PROBLEM DETAILS: Leave the pictures out, and repeat exactly each line from the one that holds "Example prompt: dirt path" through the final line of the entries below.

##### DATA SUPPLIED

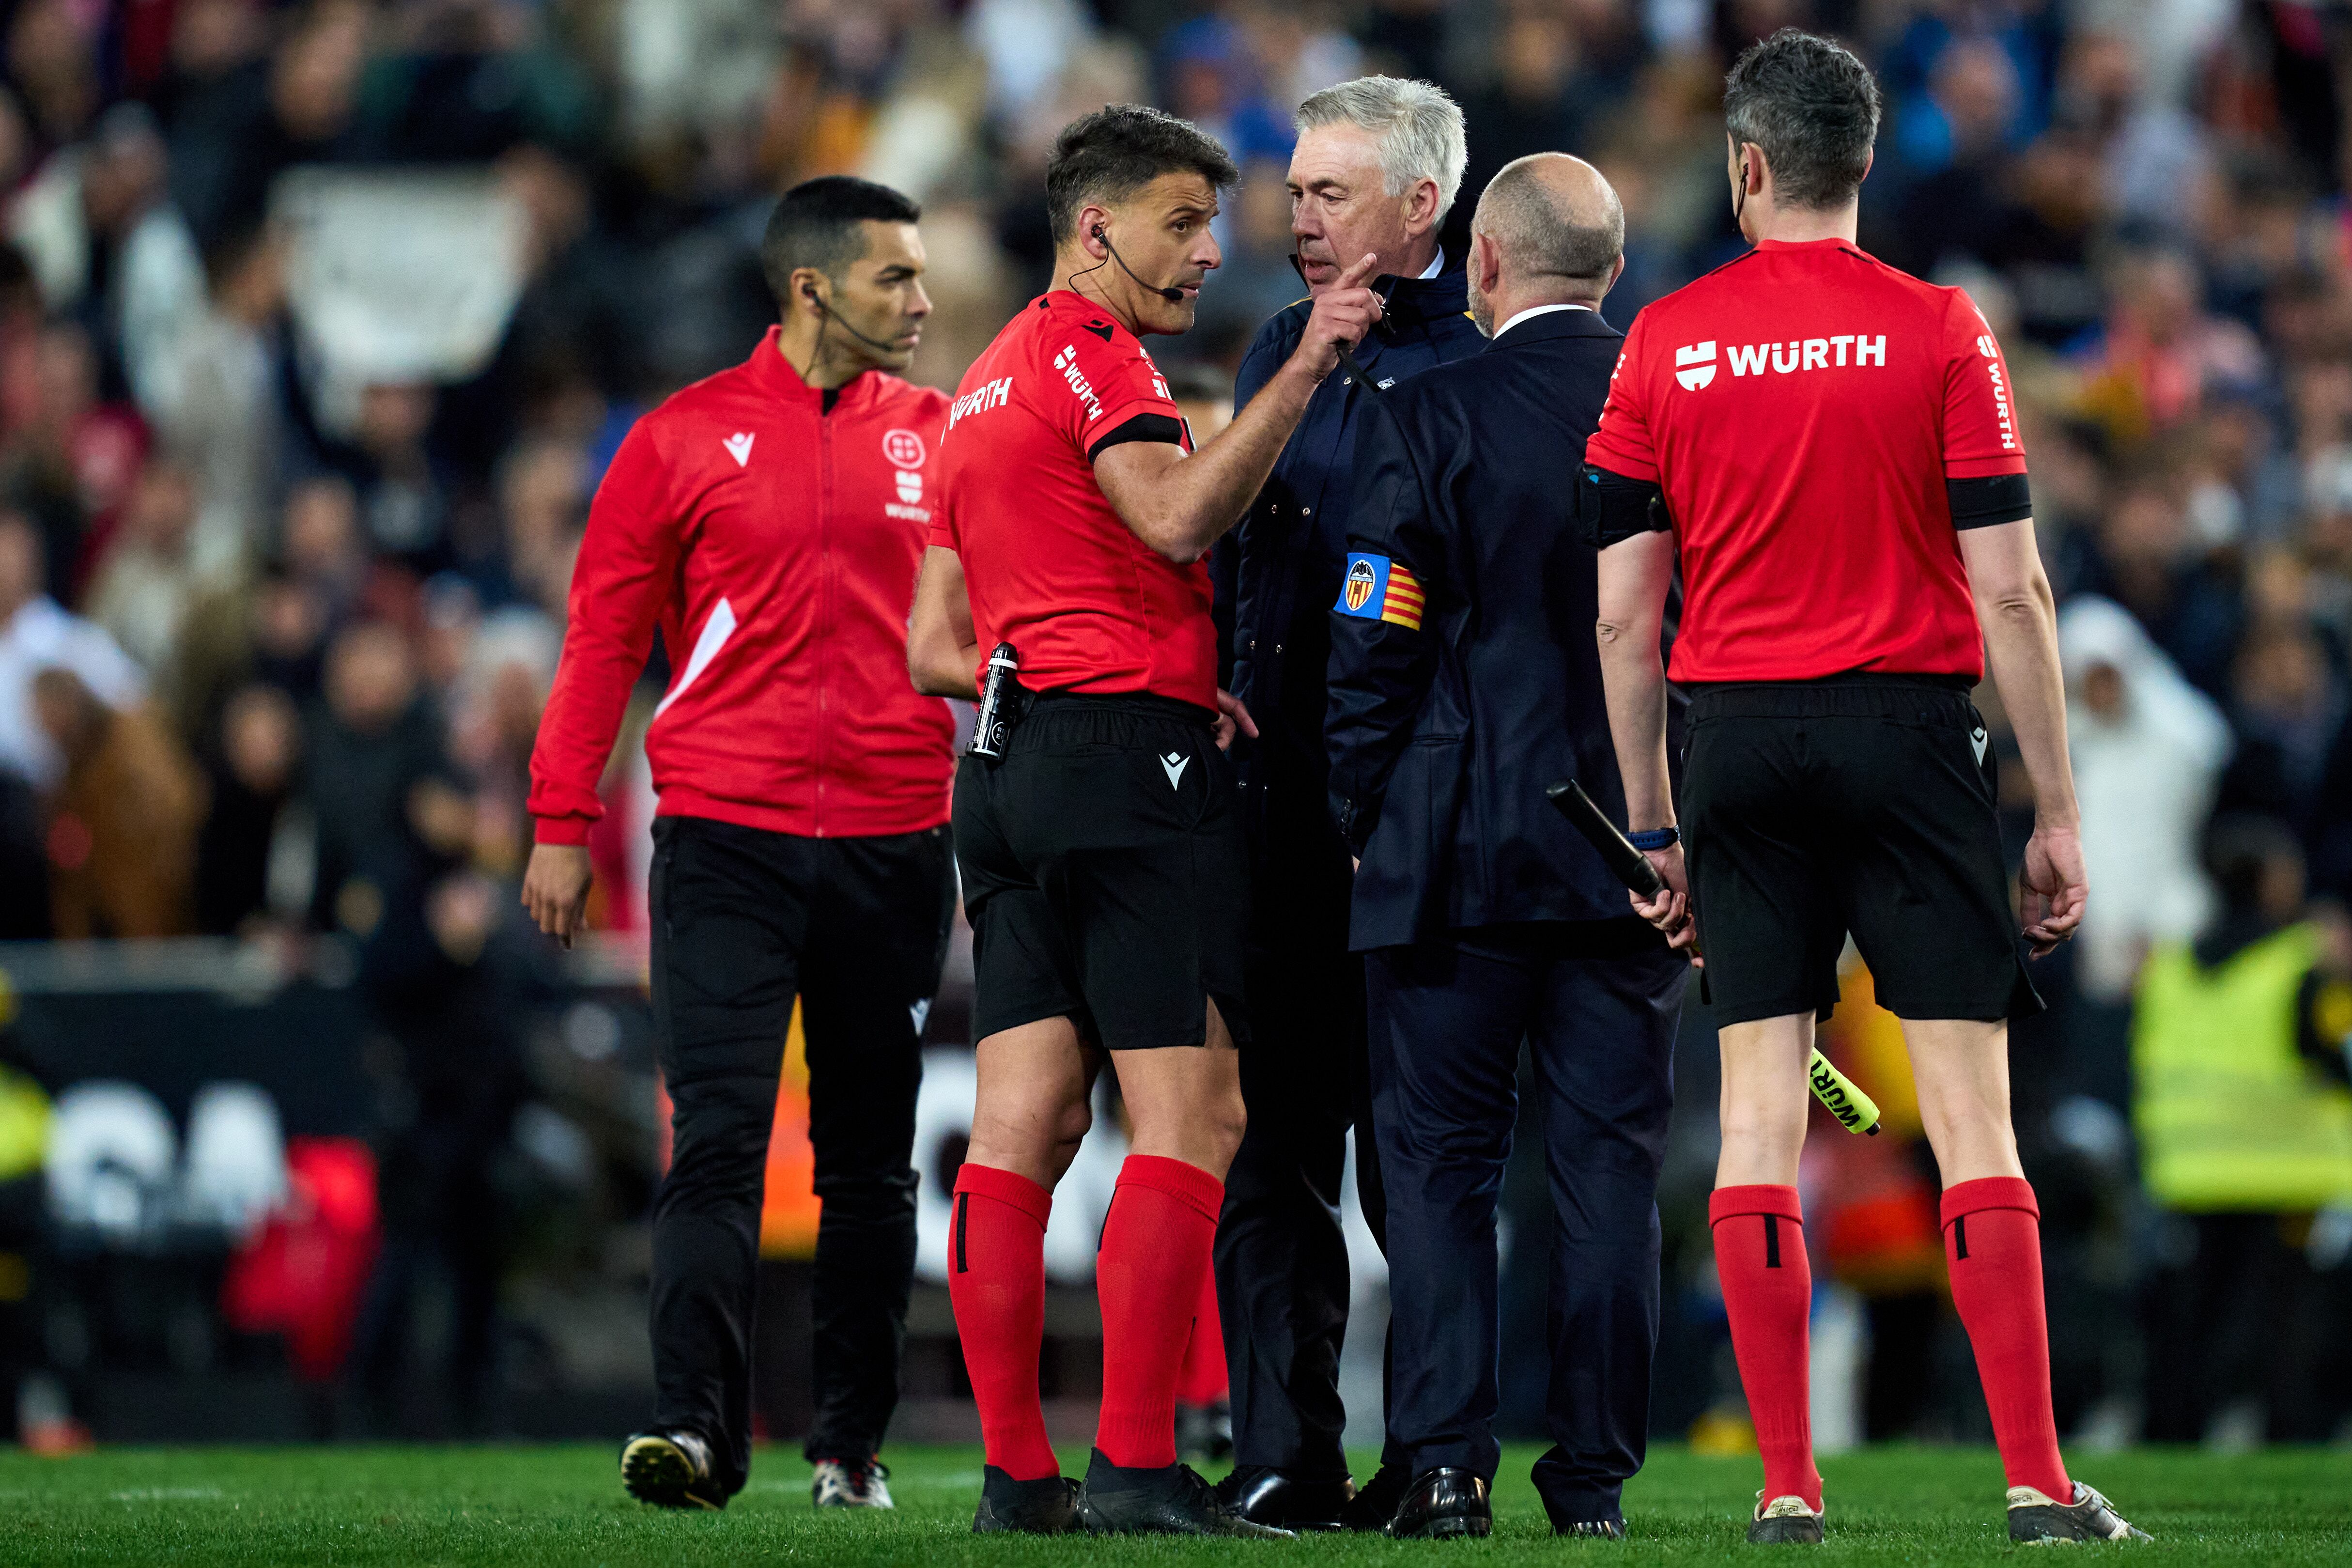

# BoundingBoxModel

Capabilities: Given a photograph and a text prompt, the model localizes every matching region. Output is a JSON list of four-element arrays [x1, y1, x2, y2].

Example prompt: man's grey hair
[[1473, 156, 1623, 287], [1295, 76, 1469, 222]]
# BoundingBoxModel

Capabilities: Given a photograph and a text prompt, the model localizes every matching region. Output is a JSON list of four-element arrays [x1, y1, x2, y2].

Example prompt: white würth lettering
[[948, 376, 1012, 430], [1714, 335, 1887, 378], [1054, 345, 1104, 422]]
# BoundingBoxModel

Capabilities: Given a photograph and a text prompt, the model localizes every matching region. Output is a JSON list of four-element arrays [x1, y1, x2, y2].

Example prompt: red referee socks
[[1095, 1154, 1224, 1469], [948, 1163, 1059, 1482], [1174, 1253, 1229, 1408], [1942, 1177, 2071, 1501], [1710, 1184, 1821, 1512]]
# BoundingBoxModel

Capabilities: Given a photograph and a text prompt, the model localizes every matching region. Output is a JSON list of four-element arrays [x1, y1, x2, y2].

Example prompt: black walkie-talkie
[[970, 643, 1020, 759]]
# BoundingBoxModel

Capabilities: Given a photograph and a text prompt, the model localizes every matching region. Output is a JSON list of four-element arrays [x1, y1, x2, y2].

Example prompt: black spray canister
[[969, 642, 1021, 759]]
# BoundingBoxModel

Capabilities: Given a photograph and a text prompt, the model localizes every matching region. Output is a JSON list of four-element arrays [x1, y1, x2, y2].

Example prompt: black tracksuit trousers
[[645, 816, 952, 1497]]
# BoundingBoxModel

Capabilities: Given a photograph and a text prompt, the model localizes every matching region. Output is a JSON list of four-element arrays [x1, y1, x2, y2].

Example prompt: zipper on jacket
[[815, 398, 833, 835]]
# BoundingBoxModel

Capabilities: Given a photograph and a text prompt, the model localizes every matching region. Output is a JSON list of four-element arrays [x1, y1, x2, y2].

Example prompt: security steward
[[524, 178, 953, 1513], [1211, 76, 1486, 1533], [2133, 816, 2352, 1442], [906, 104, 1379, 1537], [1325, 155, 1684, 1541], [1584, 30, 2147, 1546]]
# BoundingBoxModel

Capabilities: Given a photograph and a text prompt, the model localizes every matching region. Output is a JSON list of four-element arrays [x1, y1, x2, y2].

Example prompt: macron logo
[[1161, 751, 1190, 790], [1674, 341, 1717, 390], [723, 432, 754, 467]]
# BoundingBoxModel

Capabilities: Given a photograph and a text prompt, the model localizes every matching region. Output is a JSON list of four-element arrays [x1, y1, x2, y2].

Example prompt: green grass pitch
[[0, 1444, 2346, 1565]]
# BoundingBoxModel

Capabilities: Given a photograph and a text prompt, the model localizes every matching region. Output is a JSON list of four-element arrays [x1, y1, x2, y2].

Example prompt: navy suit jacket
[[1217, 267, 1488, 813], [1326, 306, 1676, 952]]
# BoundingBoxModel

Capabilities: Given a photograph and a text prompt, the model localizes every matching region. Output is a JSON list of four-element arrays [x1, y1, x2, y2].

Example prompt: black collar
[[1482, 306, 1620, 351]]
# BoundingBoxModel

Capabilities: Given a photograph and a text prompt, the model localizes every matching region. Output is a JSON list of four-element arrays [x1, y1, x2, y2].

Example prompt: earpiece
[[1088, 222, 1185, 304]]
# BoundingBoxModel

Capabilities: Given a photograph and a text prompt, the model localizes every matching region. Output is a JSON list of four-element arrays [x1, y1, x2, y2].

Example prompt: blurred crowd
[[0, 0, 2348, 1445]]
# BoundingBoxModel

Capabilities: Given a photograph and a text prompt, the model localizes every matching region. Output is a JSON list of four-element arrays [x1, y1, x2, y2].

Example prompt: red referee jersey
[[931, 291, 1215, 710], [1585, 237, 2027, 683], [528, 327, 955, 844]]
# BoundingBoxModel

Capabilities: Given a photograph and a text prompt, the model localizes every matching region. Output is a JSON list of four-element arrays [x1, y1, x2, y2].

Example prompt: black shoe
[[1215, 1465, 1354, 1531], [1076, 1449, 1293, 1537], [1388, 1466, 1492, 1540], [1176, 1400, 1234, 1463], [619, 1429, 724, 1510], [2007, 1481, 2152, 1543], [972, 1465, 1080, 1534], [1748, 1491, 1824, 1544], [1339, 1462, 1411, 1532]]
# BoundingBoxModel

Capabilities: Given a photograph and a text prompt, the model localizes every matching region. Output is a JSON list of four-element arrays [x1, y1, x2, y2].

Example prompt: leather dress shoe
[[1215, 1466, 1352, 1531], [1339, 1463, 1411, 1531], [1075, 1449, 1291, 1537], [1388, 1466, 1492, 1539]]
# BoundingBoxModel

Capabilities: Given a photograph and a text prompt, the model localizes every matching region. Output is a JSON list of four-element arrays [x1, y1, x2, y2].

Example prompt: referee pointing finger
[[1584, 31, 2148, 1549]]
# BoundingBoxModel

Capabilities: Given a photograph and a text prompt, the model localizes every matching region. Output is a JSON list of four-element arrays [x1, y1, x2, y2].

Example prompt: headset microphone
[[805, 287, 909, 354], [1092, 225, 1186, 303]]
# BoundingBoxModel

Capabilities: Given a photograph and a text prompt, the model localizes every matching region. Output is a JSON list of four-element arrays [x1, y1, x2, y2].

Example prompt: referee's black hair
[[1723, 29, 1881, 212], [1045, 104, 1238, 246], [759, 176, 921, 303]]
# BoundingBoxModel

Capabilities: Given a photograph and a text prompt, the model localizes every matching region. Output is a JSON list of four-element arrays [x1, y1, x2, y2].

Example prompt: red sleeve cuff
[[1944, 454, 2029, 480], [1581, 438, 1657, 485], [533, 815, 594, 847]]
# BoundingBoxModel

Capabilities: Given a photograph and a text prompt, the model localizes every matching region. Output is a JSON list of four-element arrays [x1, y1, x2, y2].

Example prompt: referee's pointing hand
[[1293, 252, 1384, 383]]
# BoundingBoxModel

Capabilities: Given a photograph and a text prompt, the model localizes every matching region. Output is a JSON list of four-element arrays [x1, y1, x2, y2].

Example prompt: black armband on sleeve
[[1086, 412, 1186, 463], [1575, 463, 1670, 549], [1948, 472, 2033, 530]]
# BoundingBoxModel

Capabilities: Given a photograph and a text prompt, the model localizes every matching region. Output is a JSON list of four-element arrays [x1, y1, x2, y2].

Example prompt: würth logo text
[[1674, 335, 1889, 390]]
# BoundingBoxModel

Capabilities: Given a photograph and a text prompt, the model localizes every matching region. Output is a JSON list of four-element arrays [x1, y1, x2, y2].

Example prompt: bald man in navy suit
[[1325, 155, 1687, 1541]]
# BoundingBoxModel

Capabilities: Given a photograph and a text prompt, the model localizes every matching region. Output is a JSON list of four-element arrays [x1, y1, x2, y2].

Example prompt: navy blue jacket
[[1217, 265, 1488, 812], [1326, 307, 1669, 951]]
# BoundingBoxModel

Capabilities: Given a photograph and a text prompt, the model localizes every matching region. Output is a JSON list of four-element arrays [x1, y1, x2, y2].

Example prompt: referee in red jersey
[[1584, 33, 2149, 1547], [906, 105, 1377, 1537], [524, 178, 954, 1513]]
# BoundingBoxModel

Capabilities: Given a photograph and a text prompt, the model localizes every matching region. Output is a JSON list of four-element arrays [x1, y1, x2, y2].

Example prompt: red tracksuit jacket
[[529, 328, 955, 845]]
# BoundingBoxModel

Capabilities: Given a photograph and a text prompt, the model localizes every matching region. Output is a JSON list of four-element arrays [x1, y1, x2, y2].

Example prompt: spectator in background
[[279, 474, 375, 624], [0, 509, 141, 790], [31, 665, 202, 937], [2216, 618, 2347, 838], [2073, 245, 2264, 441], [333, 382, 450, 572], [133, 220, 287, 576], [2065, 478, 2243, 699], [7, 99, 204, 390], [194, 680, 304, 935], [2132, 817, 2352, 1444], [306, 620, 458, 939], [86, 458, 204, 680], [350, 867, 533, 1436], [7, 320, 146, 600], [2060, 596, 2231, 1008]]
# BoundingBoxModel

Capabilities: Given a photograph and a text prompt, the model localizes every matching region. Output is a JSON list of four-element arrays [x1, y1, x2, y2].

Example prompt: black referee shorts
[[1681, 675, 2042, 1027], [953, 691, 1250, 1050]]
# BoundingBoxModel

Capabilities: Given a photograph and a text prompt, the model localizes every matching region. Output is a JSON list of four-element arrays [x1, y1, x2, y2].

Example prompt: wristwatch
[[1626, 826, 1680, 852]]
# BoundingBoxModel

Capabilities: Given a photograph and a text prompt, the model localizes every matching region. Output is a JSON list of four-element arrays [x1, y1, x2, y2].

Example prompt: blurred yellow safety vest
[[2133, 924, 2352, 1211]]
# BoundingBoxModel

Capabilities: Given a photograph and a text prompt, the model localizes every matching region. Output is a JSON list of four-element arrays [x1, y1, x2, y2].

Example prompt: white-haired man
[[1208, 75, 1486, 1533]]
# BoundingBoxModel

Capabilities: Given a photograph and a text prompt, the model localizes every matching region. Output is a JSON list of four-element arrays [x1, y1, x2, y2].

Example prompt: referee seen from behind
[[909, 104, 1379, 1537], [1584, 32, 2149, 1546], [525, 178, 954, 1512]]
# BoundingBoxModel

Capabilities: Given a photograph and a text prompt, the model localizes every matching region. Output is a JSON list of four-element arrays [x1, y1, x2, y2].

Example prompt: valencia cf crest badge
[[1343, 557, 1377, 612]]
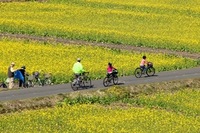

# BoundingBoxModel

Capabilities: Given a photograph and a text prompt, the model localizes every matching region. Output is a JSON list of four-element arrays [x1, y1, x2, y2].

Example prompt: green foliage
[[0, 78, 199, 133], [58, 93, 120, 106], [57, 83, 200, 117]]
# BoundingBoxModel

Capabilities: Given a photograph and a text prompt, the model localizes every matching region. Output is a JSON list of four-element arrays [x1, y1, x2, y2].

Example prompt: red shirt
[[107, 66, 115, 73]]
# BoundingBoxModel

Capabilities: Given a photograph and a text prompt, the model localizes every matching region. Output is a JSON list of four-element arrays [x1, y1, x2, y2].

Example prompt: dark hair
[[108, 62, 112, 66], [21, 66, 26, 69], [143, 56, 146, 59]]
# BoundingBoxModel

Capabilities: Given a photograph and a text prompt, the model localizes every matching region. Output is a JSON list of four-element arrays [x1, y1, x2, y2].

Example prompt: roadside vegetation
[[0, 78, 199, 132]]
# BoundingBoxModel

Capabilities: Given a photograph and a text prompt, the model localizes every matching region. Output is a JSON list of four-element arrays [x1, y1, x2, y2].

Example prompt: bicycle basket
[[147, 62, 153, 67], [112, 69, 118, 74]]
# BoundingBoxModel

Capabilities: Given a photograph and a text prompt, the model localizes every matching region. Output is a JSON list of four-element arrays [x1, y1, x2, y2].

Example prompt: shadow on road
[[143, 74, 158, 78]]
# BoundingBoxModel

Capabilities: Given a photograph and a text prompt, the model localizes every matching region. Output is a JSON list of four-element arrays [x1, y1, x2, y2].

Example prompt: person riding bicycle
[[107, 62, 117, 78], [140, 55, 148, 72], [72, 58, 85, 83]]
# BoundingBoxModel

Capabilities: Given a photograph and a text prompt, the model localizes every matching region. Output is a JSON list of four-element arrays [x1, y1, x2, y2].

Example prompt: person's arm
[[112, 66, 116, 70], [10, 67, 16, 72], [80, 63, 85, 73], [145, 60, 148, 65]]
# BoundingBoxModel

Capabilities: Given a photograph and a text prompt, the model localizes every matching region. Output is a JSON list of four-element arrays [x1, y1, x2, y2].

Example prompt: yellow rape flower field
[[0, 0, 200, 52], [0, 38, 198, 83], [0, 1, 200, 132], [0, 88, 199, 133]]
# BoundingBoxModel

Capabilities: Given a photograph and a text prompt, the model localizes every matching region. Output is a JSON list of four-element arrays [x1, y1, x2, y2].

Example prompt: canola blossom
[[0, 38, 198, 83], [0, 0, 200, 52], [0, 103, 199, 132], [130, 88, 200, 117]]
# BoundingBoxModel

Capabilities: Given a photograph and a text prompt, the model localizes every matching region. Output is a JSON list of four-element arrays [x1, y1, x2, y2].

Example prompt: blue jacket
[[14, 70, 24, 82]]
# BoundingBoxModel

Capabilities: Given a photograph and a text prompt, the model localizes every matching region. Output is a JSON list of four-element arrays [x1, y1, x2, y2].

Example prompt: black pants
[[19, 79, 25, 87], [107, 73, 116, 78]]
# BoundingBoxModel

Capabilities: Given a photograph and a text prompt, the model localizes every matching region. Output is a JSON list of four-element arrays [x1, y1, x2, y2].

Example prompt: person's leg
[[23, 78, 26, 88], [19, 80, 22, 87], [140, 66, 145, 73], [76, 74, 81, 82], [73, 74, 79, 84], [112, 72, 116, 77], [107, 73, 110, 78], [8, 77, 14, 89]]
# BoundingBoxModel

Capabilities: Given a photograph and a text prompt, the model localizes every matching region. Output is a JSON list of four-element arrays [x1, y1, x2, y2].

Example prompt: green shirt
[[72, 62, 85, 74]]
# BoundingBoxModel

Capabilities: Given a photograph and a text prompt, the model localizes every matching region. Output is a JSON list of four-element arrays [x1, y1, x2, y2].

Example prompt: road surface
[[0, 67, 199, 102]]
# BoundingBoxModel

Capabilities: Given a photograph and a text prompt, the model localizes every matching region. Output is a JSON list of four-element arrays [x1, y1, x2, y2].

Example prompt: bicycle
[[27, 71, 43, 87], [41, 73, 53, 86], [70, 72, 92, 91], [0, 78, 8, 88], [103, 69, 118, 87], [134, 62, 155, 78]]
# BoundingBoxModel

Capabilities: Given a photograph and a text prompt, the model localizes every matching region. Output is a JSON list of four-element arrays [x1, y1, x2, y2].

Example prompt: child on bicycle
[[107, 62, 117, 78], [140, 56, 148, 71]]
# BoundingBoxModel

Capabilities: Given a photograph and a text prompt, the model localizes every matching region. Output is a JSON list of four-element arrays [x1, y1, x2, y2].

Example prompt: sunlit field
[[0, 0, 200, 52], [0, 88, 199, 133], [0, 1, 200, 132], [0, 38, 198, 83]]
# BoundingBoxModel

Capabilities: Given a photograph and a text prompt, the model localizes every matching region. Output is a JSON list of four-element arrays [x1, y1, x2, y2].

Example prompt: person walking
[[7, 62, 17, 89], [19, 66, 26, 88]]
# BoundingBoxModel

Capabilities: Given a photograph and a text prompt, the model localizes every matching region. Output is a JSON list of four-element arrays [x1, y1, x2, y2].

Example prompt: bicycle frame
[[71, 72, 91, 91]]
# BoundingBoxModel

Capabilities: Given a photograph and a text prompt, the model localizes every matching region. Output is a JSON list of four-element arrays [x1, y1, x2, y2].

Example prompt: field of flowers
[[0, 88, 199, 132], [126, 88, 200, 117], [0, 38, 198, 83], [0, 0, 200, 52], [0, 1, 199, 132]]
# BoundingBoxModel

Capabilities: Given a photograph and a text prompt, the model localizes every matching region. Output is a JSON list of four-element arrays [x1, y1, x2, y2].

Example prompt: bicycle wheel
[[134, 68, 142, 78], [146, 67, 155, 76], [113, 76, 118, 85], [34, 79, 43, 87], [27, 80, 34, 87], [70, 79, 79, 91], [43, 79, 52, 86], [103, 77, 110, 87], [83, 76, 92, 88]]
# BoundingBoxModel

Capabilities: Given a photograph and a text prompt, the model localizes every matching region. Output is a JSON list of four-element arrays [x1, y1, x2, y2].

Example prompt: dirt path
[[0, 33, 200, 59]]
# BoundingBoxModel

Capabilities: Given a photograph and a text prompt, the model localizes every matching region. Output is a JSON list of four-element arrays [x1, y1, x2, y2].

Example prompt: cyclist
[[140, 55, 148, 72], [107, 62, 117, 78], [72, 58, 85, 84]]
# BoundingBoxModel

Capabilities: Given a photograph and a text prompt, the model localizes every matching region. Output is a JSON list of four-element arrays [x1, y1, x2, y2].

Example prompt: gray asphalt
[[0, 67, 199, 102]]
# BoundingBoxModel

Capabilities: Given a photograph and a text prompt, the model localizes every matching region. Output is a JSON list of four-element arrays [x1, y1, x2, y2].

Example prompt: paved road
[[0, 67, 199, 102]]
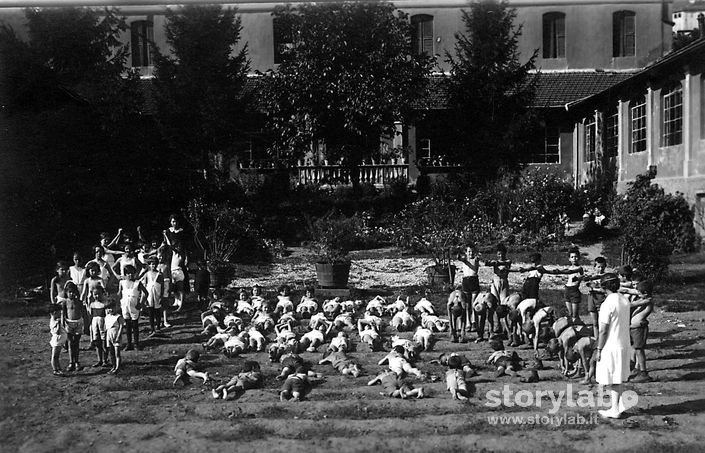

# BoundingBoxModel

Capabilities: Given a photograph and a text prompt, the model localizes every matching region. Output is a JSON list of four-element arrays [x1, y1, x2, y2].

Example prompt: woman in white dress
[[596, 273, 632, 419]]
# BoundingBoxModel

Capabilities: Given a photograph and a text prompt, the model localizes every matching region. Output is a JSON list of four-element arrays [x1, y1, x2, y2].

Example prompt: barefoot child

##########

RESULT OF THIS TASK:
Example prompt: dirt path
[[0, 33, 200, 59]]
# BoundingBoxModel

Capabilities: Given a photograph and a text prompt, the model localizes every matching region. Output is a JSON list of four-element arrays [x1, y1, x2, y2].

Example prompt: cyclist
[[140, 55, 148, 72], [107, 62, 117, 78], [72, 58, 85, 84]]
# BoundingBoxModel

Capabilities: Given a photograph and a text prompt, the model localizes every matching region. Output is a JSON list of four-element arrays [x1, y1, x2, y2].

Example prompt: gray asphalt
[[0, 67, 199, 102]]
# BoundingBoxModel

Capabilities: Given a photograph and a text prompt, the model localizes every matching region. Output is a JSON list of four-element arrays [x1, y1, x2, y2].

Example prompt: paved road
[[0, 67, 199, 102]]

# BoundingBoxModel

Capabilities: Given a photograph and a text prompt, the model localizes every matching region. Output is a JSON list of four-element arrays [x1, y1, x2, y2].

Example prompt: woman in white dress
[[596, 273, 632, 419]]
# BoundingBoxModel

Capabilities: Given a photograph and a text prompt, the model localizes every matching region. Output is a JSON list of four-element arrays [x1, y1, x2, y2].

Example prompt: barefoot child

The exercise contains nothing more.